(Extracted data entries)
━━━━━━
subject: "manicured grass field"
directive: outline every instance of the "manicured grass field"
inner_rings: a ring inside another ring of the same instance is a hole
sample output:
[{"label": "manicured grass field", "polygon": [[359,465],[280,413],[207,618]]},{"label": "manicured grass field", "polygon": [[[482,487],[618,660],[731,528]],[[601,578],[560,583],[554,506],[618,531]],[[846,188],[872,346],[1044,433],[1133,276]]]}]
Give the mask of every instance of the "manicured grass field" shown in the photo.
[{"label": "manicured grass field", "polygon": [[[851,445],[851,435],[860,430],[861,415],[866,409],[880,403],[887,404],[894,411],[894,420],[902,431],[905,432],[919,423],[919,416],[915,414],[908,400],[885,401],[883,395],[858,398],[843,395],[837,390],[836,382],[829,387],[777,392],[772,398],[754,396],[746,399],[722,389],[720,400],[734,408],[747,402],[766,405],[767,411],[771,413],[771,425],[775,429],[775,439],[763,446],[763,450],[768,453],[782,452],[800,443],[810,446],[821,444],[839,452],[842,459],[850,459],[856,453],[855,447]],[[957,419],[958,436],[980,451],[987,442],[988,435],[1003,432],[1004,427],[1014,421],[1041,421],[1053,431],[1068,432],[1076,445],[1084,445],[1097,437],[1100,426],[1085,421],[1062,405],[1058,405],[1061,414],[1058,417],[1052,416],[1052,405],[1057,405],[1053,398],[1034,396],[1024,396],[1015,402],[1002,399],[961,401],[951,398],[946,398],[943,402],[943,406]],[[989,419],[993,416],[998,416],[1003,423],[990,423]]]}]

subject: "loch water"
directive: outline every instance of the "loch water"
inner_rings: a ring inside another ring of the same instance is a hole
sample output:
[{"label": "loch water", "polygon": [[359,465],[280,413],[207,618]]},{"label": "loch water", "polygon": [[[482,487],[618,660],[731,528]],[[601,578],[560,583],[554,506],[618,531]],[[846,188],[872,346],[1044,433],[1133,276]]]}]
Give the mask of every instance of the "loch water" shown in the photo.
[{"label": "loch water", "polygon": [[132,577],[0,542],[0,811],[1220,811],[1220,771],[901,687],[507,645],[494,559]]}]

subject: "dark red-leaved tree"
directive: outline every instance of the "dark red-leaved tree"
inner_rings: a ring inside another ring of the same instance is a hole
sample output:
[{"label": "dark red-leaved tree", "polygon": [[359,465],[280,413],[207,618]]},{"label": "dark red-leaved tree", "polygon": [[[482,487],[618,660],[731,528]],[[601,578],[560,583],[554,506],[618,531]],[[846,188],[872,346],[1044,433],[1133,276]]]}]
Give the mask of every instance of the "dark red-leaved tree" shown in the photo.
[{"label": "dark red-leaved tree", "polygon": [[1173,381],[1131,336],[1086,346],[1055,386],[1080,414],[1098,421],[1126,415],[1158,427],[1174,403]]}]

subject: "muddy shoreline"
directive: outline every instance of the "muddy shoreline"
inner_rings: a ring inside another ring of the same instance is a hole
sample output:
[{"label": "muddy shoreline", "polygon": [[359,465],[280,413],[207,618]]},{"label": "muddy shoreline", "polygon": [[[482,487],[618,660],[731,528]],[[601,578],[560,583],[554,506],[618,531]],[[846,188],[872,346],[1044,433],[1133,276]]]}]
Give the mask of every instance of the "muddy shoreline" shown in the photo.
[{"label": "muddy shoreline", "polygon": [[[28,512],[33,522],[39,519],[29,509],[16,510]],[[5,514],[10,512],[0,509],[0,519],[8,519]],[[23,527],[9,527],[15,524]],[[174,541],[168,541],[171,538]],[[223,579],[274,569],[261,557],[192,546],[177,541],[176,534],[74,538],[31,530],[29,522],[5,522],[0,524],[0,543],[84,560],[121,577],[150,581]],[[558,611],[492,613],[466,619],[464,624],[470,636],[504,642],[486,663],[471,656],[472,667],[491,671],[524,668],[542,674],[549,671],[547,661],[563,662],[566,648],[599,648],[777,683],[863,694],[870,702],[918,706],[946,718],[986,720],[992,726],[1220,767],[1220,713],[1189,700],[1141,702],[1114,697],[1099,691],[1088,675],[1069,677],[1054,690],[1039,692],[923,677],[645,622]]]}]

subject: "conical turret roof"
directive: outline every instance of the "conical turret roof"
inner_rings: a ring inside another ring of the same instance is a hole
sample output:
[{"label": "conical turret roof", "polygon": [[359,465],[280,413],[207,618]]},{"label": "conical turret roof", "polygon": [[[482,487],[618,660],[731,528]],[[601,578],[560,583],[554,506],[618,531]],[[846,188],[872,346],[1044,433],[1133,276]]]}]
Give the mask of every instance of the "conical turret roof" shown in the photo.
━━━━━━
▶ [EXERCISE]
The expected answer is every line above in which the word "directive" appears.

▶ [ANSWER SECTION]
directive: outline every instance of the "manicured grass field"
directive: outline every instance of the "loch water"
directive: outline every instance of the "dark red-leaved tree"
directive: outline every instance of the "muddy shoreline"
directive: outline every instance of the "conical turret roof"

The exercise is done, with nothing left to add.